→ **Page extract**:
For this subject, it takes a lot more than a handful of quotes to support your theory. It takes going back to before the First World War. When science fiction writers were telling stories about huge aircraft, Dirigables, or Zepplins if you like, floated over the world and rained down death and destruction. The idea that these aircraft would rule the air, and the ground below, with impunity was fixed in the minds of the populace as World War One ground on. Especially after Paris was bombed, and England.
After the First World War, Air advocates imagined the next war, and they saw airplanes which were just getting started as the First War took off, playing a major part. They imagined the war ending in a few days, or perhaps hours, because of air power. Their plan, and remember these were the people who shaped air theory, was to bomb with high explosive, incendiary, and then poison gas. You destroyed the buildings, set them ablaze, and killed the people who were trying to respond and fight the fire and save the wounded.
It was an American who argued we should not ban aircraft from war during the various conventions to set down the international laws of war. The argument was that the future would bring more precision, and that precision would make it possible to target factories, bases, and other military targets to prevent the war from grinding on in an endless meat grinder fashion.

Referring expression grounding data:
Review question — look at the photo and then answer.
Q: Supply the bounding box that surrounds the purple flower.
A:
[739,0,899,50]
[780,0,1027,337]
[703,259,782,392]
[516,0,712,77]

--

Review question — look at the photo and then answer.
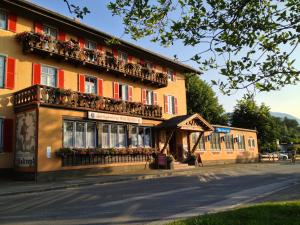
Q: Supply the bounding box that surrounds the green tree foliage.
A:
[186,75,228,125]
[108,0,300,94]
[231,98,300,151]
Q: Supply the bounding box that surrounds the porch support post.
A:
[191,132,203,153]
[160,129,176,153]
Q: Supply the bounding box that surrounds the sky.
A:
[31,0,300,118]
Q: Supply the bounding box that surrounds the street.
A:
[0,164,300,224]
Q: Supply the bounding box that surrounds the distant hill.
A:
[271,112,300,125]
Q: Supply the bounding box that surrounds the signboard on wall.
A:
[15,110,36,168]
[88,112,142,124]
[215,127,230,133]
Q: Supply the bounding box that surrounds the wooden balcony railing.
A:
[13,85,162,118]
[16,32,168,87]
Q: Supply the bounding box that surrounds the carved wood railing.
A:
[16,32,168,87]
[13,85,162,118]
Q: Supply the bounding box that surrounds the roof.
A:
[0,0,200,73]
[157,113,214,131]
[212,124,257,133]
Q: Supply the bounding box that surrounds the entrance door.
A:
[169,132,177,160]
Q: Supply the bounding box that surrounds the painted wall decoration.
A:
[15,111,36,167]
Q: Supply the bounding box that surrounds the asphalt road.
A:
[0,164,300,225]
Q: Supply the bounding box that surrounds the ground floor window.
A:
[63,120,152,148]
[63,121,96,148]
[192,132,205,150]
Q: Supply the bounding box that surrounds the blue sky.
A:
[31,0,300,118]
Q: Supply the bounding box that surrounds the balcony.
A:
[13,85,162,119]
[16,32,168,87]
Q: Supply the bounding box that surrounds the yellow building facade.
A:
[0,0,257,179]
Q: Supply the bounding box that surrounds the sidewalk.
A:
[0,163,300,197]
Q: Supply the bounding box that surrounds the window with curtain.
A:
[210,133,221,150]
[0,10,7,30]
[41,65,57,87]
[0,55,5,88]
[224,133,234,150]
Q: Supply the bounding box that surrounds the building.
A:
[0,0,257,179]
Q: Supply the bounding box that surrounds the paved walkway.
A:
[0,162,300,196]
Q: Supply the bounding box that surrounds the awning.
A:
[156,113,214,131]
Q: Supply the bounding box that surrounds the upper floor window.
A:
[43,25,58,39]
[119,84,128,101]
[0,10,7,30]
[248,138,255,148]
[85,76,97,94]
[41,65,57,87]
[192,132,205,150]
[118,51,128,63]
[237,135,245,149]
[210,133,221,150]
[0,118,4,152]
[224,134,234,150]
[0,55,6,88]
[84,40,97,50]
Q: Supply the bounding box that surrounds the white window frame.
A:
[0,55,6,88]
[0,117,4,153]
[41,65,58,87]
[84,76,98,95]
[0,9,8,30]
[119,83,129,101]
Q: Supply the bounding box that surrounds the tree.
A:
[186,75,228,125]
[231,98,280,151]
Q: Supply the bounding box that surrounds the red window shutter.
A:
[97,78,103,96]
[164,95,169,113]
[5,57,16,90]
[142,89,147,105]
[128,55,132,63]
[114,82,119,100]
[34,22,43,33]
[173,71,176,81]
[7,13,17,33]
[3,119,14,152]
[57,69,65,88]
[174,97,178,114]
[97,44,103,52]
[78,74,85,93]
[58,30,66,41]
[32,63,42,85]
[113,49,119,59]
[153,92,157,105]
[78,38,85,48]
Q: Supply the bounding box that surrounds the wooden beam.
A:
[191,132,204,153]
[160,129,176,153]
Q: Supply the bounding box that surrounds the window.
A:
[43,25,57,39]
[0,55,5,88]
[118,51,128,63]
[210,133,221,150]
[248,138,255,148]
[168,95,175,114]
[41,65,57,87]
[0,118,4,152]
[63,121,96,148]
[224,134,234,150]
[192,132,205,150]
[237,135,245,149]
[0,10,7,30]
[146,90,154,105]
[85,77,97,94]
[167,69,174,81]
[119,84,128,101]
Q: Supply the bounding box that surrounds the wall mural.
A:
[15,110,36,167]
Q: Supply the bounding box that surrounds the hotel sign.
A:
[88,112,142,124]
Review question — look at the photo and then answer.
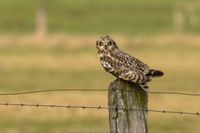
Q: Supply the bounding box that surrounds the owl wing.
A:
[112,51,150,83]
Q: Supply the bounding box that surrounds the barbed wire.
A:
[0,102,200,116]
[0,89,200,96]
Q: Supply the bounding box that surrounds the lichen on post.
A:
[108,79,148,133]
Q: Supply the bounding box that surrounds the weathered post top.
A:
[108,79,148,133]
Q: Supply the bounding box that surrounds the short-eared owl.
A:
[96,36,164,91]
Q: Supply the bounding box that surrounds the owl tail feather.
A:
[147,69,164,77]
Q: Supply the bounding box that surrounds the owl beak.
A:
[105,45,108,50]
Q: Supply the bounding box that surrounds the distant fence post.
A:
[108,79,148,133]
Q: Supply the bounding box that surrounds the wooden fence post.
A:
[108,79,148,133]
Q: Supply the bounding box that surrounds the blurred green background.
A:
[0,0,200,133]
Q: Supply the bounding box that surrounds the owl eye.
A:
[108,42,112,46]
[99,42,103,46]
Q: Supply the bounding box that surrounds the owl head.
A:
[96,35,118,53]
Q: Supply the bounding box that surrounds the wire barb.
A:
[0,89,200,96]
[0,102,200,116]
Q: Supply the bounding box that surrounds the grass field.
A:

→ **Problems to work on**:
**a.** Summarize the air power text in two sentences.
**b.** Rewrite the paragraph of the air power text that begins "After the First World War" as a short list that keeps its main facts.
**c.** Print everything in the air power text from "After the First" down to "save the wounded.".

→ **Responses in order**:
**a.** Before the First World War, science fiction writers described huge aircraft raining down destruction, and the idea that such aircraft would rule the air and the ground became fixed in the public mind as the war went on, especially after Paris and England were bombed. After the war, air advocates imagined a next war ended within days or hours by bombing with high explosive, incendiary, and poison gas, while an American argued against banning aircraft from war on the grounds that future precision would allow factories, bases, and other military targets to be hit so wars would not grind on endlessly.

**b.**
- After the First World War, air advocates imagined airplanes playing a major part in the next war.
- They expected air power to end that war in a few days or perhaps hours.
- These advocates shaped air theory.
- Their plan was to bomb with high explosive, then incendiary, then poison gas.
- The aim was to destroy buildings, set them ablaze, and kill the people trying to fight the fires and save the wounded.

**c.**
After the First World War, Air advocates imagined the next war, and they saw airplanes which were just getting started as the First War took off, playing a major part. They imagined the war ending in a few days, or perhaps hours, because of air power. Their plan, and remember these were the people who shaped air theory, was to bomb with high explosive, incendiary, and then poison gas. You destroyed the buildings, set them ablaze, and killed the people who were trying to respond and fight the fire and save the wounded.